Work to complete:
Retype the following entries line for line, changing nothing.

::::

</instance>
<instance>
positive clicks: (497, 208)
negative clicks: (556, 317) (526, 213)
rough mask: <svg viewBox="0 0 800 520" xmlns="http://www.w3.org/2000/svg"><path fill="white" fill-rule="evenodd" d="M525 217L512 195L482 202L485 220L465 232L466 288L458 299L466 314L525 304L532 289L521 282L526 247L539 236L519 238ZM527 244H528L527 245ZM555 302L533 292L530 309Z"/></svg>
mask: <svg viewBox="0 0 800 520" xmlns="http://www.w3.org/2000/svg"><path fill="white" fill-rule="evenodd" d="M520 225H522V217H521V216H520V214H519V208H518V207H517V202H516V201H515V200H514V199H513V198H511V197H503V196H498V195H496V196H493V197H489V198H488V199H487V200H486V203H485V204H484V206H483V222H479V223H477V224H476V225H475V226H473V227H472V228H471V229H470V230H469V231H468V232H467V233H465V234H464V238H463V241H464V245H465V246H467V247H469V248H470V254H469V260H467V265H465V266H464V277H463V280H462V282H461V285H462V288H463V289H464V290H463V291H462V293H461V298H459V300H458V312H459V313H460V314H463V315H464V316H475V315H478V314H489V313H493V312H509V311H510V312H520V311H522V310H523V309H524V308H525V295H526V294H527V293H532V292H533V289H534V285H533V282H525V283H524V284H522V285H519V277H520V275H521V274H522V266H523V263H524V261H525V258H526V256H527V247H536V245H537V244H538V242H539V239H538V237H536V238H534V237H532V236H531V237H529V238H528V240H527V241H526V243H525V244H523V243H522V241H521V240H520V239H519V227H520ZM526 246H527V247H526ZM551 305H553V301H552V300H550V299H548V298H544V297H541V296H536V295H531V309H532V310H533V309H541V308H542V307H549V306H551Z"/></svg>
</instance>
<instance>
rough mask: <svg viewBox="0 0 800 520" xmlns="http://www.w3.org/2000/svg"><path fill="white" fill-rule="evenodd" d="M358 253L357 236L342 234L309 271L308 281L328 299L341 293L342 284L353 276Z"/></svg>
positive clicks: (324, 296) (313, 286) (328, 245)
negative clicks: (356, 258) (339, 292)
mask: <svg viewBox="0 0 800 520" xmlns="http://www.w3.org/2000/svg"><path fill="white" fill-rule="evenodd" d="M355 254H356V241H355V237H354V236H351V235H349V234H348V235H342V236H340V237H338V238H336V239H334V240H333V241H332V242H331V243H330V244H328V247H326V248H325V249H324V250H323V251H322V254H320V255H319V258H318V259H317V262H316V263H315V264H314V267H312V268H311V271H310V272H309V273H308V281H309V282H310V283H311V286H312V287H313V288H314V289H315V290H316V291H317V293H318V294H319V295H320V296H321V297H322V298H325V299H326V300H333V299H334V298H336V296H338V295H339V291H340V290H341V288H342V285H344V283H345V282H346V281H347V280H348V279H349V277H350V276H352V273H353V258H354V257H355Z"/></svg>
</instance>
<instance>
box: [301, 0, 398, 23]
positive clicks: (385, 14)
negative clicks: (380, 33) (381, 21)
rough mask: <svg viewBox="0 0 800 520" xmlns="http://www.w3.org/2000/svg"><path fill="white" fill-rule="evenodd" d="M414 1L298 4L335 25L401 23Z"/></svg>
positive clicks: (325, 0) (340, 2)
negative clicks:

::::

Answer for this exercise:
</instance>
<instance>
positive clicks: (497, 208)
negative clicks: (556, 317) (526, 213)
rough mask: <svg viewBox="0 0 800 520" xmlns="http://www.w3.org/2000/svg"><path fill="white" fill-rule="evenodd" d="M525 217L512 195L482 202L485 220L465 232L466 288L458 299L466 314L525 304L532 289L521 282L526 247L539 236L519 238ZM527 244H528L527 245ZM555 302L533 292L530 309Z"/></svg>
mask: <svg viewBox="0 0 800 520" xmlns="http://www.w3.org/2000/svg"><path fill="white" fill-rule="evenodd" d="M520 225H522V217H521V216H520V214H519V208H518V207H517V202H516V201H515V200H514V199H513V198H511V197H503V196H498V195H496V196H493V197H489V198H488V199H487V200H486V203H485V204H484V206H483V222H479V223H477V224H476V225H475V226H473V227H472V228H471V229H470V230H469V231H468V232H467V233H465V234H464V238H463V241H464V245H465V246H467V247H469V248H470V254H469V260H467V265H465V266H464V277H463V280H462V282H461V285H462V288H463V289H464V290H463V291H462V293H461V298H459V300H458V312H459V313H460V314H463V315H464V316H475V315H478V314H489V313H493V312H509V311H510V312H520V311H522V310H523V309H524V308H525V295H526V294H527V293H532V292H533V289H534V285H533V282H525V283H524V284H522V285H519V277H520V275H521V274H522V266H523V263H524V261H525V258H526V256H527V247H536V245H537V244H538V242H539V239H538V237H536V238H534V237H532V236H531V237H529V238H528V240H527V241H526V243H525V244H523V243H522V241H521V240H520V239H519V227H520ZM526 246H527V247H526ZM551 305H553V301H552V300H550V299H548V298H544V297H541V296H536V295H531V309H532V310H533V309H541V308H542V307H549V306H551Z"/></svg>
</instance>
<instance>
rough mask: <svg viewBox="0 0 800 520" xmlns="http://www.w3.org/2000/svg"><path fill="white" fill-rule="evenodd" d="M358 253L357 236L342 234L309 271L308 281L328 299L341 293L342 284L353 276Z"/></svg>
positive clicks: (324, 296) (313, 286) (328, 245)
negative clicks: (356, 258) (339, 292)
mask: <svg viewBox="0 0 800 520" xmlns="http://www.w3.org/2000/svg"><path fill="white" fill-rule="evenodd" d="M355 254H356V241H355V237H354V236H351V235H349V234H348V235H342V236H340V237H338V238H336V239H334V240H333V241H332V242H331V243H330V244H328V247H326V248H325V249H324V250H323V251H322V254H320V255H319V258H318V259H317V262H316V263H315V264H314V267H312V268H311V271H310V272H309V273H308V281H309V282H310V283H311V286H312V287H313V288H314V289H315V290H316V291H317V293H318V294H319V295H320V296H321V297H322V298H325V299H326V300H333V299H334V298H336V296H338V295H339V291H340V290H341V288H342V285H344V283H345V282H346V281H347V280H348V279H349V277H350V276H352V273H353V258H354V257H355Z"/></svg>
</instance>
<instance>
box: [301, 0, 398, 23]
positive clicks: (385, 14)
negative clicks: (380, 33) (381, 21)
rough mask: <svg viewBox="0 0 800 520" xmlns="http://www.w3.org/2000/svg"><path fill="white" fill-rule="evenodd" d="M414 1L298 4L335 25L401 23Z"/></svg>
positive clicks: (325, 0) (340, 2)
negative clicks:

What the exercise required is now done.